- [Input data]
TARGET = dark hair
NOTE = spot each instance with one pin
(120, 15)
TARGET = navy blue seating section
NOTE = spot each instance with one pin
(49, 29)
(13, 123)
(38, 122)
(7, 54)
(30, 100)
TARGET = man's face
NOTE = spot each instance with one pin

- [Work task] The answer should be all the entries, restated with no word changed.

- [Response below]
TARGET = dark hair
NOTE = spot each instance with one pin
(120, 15)
TARGET = navy blue seating section
NOTE = spot each instance with one pin
(49, 29)
(13, 123)
(38, 122)
(7, 54)
(30, 100)
TARGET = man's face
NOTE = spot each instance with one pin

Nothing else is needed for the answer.